*REQUIREMENT:* Return each line of the records below that contains the string "tower", treating uppercase and lowercase as different.

** Start **

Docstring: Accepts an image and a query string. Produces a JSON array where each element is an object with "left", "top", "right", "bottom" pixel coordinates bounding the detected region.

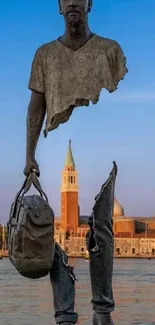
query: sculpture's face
[{"left": 59, "top": 0, "right": 92, "bottom": 27}]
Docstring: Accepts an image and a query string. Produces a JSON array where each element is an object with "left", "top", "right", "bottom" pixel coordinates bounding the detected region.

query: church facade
[{"left": 55, "top": 141, "right": 155, "bottom": 257}]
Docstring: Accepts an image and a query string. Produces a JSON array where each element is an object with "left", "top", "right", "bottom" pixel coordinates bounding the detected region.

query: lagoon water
[{"left": 0, "top": 259, "right": 155, "bottom": 325}]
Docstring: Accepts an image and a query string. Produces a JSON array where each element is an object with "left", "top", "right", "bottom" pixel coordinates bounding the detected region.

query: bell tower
[{"left": 61, "top": 140, "right": 79, "bottom": 233}]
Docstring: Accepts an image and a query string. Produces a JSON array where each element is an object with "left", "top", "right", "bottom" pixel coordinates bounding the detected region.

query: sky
[{"left": 0, "top": 0, "right": 155, "bottom": 223}]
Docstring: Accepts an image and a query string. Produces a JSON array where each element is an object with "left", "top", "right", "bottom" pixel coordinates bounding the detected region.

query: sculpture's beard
[{"left": 67, "top": 13, "right": 83, "bottom": 30}]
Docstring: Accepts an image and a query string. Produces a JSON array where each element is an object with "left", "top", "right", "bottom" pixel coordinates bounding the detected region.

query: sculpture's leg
[
  {"left": 87, "top": 163, "right": 117, "bottom": 325},
  {"left": 50, "top": 243, "right": 78, "bottom": 325}
]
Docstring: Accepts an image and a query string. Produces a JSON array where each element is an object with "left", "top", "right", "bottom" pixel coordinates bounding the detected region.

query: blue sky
[{"left": 0, "top": 0, "right": 155, "bottom": 223}]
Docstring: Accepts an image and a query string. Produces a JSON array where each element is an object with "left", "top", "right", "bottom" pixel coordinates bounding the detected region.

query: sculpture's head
[{"left": 59, "top": 0, "right": 92, "bottom": 28}]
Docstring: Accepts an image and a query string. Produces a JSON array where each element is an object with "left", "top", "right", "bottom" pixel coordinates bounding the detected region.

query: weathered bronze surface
[
  {"left": 24, "top": 0, "right": 127, "bottom": 175},
  {"left": 24, "top": 0, "right": 128, "bottom": 325}
]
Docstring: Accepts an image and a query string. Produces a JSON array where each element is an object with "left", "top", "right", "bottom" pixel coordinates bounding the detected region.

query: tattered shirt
[{"left": 29, "top": 34, "right": 128, "bottom": 133}]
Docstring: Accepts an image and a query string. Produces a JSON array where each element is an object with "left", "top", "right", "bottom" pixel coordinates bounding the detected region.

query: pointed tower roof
[{"left": 65, "top": 140, "right": 75, "bottom": 167}]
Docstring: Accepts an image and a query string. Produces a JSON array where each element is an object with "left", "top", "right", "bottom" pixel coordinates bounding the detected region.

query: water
[{"left": 0, "top": 259, "right": 155, "bottom": 325}]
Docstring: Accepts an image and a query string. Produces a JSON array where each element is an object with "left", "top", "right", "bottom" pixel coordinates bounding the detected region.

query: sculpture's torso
[{"left": 29, "top": 34, "right": 127, "bottom": 131}]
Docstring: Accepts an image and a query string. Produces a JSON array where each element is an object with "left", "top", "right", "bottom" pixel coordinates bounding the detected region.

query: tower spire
[{"left": 65, "top": 140, "right": 75, "bottom": 167}]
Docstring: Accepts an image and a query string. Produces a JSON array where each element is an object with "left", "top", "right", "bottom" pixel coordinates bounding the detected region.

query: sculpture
[{"left": 24, "top": 0, "right": 127, "bottom": 325}]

** End **

*SOLUTION FOR THIS EXERCISE:*
query: bell tower
query: pointed tower roof
query: tower spire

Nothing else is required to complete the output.